Dataset records:
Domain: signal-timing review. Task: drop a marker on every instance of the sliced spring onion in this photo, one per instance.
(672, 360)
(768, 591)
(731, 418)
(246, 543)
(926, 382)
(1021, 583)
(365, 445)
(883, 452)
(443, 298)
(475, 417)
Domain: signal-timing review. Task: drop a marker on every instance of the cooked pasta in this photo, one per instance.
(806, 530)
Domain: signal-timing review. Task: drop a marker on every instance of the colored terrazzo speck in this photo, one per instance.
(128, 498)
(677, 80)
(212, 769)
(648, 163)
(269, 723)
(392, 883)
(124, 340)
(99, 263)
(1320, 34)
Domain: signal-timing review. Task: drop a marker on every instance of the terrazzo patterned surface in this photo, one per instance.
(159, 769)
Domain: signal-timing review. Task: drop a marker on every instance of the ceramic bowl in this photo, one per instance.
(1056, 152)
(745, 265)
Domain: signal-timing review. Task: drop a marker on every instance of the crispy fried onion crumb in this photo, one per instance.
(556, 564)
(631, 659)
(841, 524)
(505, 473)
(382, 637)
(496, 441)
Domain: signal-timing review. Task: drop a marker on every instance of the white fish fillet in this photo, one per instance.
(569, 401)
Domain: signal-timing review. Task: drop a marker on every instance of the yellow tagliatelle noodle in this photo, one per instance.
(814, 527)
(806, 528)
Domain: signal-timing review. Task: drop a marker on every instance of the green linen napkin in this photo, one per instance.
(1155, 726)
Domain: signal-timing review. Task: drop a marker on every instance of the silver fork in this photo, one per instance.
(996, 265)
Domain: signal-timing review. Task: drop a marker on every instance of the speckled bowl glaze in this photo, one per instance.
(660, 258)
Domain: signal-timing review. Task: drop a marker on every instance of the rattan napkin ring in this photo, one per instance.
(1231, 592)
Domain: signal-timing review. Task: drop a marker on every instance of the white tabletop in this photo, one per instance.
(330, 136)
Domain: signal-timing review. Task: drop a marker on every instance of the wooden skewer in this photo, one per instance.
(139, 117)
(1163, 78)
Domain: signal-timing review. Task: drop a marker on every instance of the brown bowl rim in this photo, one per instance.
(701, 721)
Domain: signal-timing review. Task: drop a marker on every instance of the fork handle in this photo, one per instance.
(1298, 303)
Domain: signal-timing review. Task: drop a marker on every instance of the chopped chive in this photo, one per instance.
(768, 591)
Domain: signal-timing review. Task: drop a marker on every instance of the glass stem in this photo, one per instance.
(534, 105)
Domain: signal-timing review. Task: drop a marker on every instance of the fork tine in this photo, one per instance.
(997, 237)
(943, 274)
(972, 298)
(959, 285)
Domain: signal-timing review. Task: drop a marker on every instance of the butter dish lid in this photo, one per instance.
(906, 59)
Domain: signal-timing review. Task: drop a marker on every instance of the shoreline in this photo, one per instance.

TASK STATEMENT: Swap "drop a marker" for "place a pin" throughout the records above, leaving every other part of them unchanged.

REPLY TO THE TASK:
Domain: signal-timing review. Task: place a pin on every instance of the sliced spring onion in this photo, one per instance.
(672, 360)
(768, 591)
(731, 418)
(246, 543)
(926, 382)
(1021, 583)
(365, 445)
(883, 452)
(443, 298)
(475, 417)
Domain: signal-timing review. Task: place a pin on every instance of the cooked pasta in this photo, one per instance.
(806, 530)
Domain: signal-timing review. Task: place a pin on every instance of the colored terrazzo speck in this photo, one per instance.
(128, 498)
(677, 80)
(212, 769)
(648, 163)
(269, 723)
(392, 883)
(124, 340)
(99, 263)
(1320, 34)
Domain: signal-timing review. Task: place a pin on every instance of the terrazzo patterned surface in this photo, one per instance.
(159, 769)
Domain: signal-timing review. Task: place a pin on every instance of the ceramic bowl in this photo, one per instance.
(1056, 152)
(745, 265)
Domain: signal-timing review. Task: place a pin on every instance of the crispy fried onion crumb in this photo, one per instance.
(556, 564)
(631, 659)
(841, 524)
(505, 473)
(382, 637)
(496, 441)
Domain: signal-timing review. Task: place a pin on every instance of the white fish fillet in this photo, one per instance.
(569, 401)
Domain: signal-timing review. Task: place a pin on every instance of the yellow tagliatelle noodle in this photo, one per instance.
(814, 527)
(806, 528)
Domain: signal-timing review. Task: place a pin on every instance of the green linen napkin in this photo, one per instance.
(1155, 726)
Domain: signal-timing review. Task: place a pin on every instance of the silver fork in this photo, one per instance.
(996, 265)
Domain: signal-timing review. Task: place a pin on every instance of the speckled bowl glaze in this photo, one per instance.
(660, 258)
Domain: signal-timing review. Task: place a pin on every instance of the rattan napkin ring in this photo, one per instance.
(1231, 592)
Domain: signal-timing review. Task: place a pin on every instance of the white tabletop in this photo, one per instance.
(330, 136)
Domain: signal-timing review. Task: place a pin on every instance of the wooden skewer in this photo, one per instance.
(139, 117)
(1163, 78)
Domain: signal-timing review. Task: place a pin on every instance of the brown bowl rim in this photo, one per instance.
(701, 721)
Domain: signal-timing review. Task: place a pin on every instance of the fork handle in this photo, one per instance.
(1298, 303)
Domain: signal-timing review. Task: place a pin on every instance of the chopped chive in this photo, one per instance.
(768, 591)
Domain: signal-timing review. Task: place a pin on every instance of the glass stem in this photo, one per instance.
(534, 105)
Domain: signal-timing review. Task: place a pin on every instance of the fork tine in this photo, one per instance.
(997, 237)
(943, 274)
(972, 298)
(959, 285)
Domain: signal-timing review. Task: place a pin on every instance of the butter dish lid in this photo, one per instance.
(906, 59)
Domain: signal-timing review. Task: place a pin on every instance of the shoreline in this photo, one per instance.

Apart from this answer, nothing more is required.